Rule 331 of the Draft Income-tax Rules, 2026 prescribes detailed guidelines for granting approval to public companies and mutual funds under Schedule XV of the Income-tax Act. Before granting approval, the Central Board of Direct Taxes (CBDT) must ensure that the applicant submits the prescribed application forms along with the required documents within the specified timelines. Public companies must apply in Form No. 189 with documents including the certificate of incorporation under the Companies Act, 2013 and audited financial statements for the three immediately preceding tax years or for the period of existence, whichever is shorter. The application must be filed three months before the eligible issue of capital. Mutual funds must apply in Form No. 190 along with a copy of their registration certificate issued by the Securities and Exchange Board of India and audited financial statements for the preceding three tax years or for their period of existence. Such applications must be filed three months prior to the public issue. The CBDT may approve or reject the application, but rejection can only occur after providing the applicant an opportunity of being heard. Once approval is granted, the applicant must invest the capital raised through equity issues or debentures according to specified conditions. At least 25% of the capital must be invested within one year of approval in infrastructure facilities in the case of public companies, or in eligible capital issues of companies in the case of mutual funds, with the remaining amount required to be invested within three years. Applicants must also submit an accountant’s certificate specifying the amount invested each tax year. The CBDT may withdraw approval if the applicant fails to comply with investment conditions or fails to submit the required certificate.

Extract of Rule No. 331 of Draft Income-tax Rules, 2026

Rule 331

Guidelines for approval under Schedule XV (1)(z)(i) and (1)(z)(ii) of the Act.

(1) The Central Board of Direct Taxes, before granting approval to a public company under Schedule XV: paragraph 1(z)(i) or to a Mutual Fund under Schedule XV: paragraph 1(z)(ii), shall satisfy itself that for the entity mentioned in column(B) in the table below, the application is made in the Form specified in column (C) with documents as mentioned in column (D) attached alongwith, and the application is filed within the time limit prescribed in column (E) thereof: —

SI.No Entity Application Form Documents to be attached with the application Time limit for

filing application

(A) (B) (C) (D) (E)
1 Public Company Form No. 189 (a) Copy of certificate of  incorporation under the Companies Act, 2013;

(a) Audited balance sheet, and profit and loss account, for three tax years immediately preceding the tax year in which the application is made, or for the period of its existence, whichever is lesser.

→ **What you will do**
a – According to the Rule 331 text, which form must a mutual fund use when applying for approval?
b – From the Rule 331 text, print the stretch from "1 Public Company" through "whichever is lesser.".
The entries were drawn from a separate source.

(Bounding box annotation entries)
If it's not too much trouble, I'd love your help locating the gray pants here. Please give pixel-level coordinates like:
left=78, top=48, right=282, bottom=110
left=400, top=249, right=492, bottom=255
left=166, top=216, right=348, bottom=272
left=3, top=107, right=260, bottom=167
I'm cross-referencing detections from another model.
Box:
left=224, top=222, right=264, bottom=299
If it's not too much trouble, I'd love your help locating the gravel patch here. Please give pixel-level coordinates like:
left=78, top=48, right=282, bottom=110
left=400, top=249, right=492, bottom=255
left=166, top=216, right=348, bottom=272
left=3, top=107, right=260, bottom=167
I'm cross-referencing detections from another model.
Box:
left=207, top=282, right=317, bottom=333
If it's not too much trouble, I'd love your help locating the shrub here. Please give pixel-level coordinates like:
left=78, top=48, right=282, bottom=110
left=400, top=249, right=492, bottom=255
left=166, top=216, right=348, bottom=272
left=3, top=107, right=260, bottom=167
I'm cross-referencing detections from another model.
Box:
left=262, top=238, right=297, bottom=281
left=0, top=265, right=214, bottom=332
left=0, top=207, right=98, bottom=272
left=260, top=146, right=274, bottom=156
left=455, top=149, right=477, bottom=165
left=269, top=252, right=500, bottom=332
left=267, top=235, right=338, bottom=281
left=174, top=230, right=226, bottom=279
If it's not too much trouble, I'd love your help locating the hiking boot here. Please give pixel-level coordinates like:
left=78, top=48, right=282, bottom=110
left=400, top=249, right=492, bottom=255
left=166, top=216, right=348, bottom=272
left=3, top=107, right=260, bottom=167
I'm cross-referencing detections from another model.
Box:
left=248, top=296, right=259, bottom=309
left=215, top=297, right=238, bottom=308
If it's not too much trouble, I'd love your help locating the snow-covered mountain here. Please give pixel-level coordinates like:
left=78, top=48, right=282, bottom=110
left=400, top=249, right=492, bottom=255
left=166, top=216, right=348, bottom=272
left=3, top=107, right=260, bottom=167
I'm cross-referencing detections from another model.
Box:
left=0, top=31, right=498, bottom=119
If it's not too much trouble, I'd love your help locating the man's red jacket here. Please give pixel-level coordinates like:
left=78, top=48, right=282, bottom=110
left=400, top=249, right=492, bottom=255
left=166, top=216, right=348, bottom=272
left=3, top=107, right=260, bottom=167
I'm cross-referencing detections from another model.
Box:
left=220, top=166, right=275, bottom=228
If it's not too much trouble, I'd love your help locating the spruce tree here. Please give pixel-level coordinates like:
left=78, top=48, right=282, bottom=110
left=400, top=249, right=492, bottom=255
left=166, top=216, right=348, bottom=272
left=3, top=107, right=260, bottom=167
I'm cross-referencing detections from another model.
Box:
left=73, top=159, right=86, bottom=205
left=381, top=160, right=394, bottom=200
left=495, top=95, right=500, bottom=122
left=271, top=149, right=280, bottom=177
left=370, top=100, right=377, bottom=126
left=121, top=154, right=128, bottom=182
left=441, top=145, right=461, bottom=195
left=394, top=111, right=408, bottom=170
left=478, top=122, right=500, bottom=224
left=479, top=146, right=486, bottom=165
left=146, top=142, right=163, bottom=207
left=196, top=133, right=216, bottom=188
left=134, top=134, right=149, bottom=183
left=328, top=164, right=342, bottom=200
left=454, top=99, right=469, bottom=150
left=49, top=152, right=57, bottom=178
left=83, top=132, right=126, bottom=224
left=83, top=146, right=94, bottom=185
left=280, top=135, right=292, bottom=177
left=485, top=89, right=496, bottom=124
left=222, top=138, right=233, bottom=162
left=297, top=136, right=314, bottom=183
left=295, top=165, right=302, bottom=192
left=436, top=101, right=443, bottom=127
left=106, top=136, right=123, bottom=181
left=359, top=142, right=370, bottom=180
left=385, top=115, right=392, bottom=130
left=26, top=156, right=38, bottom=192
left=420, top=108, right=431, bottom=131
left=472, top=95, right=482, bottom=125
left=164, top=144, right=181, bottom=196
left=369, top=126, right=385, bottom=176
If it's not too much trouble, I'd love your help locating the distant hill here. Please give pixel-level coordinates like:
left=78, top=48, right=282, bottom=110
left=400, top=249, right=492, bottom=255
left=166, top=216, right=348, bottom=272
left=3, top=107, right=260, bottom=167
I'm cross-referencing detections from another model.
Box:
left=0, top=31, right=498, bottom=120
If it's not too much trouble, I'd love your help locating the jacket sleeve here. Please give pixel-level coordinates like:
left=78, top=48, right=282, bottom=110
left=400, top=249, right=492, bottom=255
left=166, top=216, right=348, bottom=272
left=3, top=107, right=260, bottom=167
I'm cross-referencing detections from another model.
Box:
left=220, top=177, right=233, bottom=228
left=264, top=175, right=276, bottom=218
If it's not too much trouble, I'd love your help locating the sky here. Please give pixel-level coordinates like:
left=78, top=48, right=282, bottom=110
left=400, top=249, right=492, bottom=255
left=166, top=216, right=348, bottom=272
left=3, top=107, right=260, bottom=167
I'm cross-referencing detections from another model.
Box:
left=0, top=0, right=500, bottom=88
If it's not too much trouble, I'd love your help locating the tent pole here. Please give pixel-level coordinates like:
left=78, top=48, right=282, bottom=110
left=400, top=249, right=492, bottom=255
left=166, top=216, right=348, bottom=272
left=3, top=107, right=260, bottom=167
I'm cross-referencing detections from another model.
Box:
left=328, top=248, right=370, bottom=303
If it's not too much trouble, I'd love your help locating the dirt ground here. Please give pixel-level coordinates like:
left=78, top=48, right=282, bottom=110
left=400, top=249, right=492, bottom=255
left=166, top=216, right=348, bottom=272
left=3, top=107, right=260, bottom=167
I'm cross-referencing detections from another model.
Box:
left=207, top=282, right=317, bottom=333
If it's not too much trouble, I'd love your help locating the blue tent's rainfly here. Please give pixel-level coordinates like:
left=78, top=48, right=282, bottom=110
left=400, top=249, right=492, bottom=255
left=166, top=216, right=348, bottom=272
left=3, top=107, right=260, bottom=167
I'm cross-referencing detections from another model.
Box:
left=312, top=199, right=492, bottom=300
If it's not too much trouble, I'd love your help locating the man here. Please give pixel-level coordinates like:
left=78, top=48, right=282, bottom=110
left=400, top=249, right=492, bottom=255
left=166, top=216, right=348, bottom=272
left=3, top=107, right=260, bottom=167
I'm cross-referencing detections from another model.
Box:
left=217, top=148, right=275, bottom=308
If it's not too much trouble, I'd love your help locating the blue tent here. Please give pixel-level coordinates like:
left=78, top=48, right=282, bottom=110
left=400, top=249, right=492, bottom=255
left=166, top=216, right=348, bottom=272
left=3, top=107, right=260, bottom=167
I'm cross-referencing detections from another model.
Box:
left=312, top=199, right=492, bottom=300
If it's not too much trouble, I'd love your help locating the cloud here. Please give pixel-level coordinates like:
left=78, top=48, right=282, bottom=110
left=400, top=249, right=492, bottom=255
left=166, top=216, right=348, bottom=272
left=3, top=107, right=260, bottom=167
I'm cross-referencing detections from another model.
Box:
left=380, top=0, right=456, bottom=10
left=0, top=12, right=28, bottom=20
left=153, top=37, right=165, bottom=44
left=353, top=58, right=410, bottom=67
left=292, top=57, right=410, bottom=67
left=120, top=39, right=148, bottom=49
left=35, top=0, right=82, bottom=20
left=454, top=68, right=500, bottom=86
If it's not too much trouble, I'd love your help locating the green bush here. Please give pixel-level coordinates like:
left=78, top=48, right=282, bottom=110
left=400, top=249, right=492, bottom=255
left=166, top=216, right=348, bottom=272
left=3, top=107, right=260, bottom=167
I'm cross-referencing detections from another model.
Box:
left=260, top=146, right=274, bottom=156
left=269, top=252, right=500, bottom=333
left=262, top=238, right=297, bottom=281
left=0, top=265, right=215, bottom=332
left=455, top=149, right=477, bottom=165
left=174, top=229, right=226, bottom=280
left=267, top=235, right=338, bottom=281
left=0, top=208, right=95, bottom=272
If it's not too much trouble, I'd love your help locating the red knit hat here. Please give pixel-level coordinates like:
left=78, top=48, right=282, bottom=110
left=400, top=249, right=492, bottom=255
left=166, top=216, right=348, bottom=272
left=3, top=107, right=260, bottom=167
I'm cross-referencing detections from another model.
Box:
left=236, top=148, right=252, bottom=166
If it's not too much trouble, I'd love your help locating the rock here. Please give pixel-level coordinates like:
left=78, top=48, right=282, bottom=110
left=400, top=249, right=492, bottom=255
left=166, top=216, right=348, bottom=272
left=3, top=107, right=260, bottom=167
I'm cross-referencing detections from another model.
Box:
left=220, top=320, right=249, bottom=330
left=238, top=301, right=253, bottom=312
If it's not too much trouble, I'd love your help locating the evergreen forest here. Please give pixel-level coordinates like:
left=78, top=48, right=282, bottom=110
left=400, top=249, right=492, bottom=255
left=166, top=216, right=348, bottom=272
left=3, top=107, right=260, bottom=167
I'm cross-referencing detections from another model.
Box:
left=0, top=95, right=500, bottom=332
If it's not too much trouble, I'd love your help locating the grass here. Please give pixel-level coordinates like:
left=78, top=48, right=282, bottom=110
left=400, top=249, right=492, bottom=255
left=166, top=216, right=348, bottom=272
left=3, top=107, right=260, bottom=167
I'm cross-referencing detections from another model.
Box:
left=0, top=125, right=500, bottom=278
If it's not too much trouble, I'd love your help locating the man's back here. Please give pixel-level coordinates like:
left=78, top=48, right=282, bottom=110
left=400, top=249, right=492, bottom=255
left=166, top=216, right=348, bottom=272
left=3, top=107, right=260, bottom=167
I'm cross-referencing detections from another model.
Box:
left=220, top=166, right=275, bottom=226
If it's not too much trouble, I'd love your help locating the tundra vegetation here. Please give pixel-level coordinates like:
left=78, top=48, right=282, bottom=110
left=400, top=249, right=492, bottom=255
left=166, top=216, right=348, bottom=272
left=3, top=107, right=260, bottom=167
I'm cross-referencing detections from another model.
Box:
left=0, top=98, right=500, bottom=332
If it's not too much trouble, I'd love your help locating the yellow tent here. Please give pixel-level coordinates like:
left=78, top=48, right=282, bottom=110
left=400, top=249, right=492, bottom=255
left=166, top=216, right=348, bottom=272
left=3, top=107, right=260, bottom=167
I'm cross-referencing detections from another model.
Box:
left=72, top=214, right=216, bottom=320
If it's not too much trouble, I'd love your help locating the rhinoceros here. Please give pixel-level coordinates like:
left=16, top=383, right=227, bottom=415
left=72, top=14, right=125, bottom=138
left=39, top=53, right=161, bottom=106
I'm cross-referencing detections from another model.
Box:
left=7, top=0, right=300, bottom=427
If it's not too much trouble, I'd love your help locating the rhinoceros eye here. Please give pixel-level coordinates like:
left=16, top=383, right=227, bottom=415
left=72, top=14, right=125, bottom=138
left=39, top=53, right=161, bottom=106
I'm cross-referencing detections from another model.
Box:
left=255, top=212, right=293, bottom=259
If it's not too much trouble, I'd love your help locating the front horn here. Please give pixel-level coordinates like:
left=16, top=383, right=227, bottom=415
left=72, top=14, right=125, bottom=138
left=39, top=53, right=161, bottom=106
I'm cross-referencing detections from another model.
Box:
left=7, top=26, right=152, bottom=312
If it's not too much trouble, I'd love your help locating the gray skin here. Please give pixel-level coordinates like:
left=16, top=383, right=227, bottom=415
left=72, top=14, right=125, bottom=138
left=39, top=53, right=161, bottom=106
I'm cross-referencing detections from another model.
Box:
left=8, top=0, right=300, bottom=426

→ **Solution set**
a – Form No. 190.

b –
1 Public Company Form No. 189 (a) Copy of certificate of  incorporation under the Companies Act, 2013;

(a) Audited balance sheet, and profit and loss account, for three tax years immediately preceding the tax year in which the application is made, or for the period of its existence, whichever is lesser.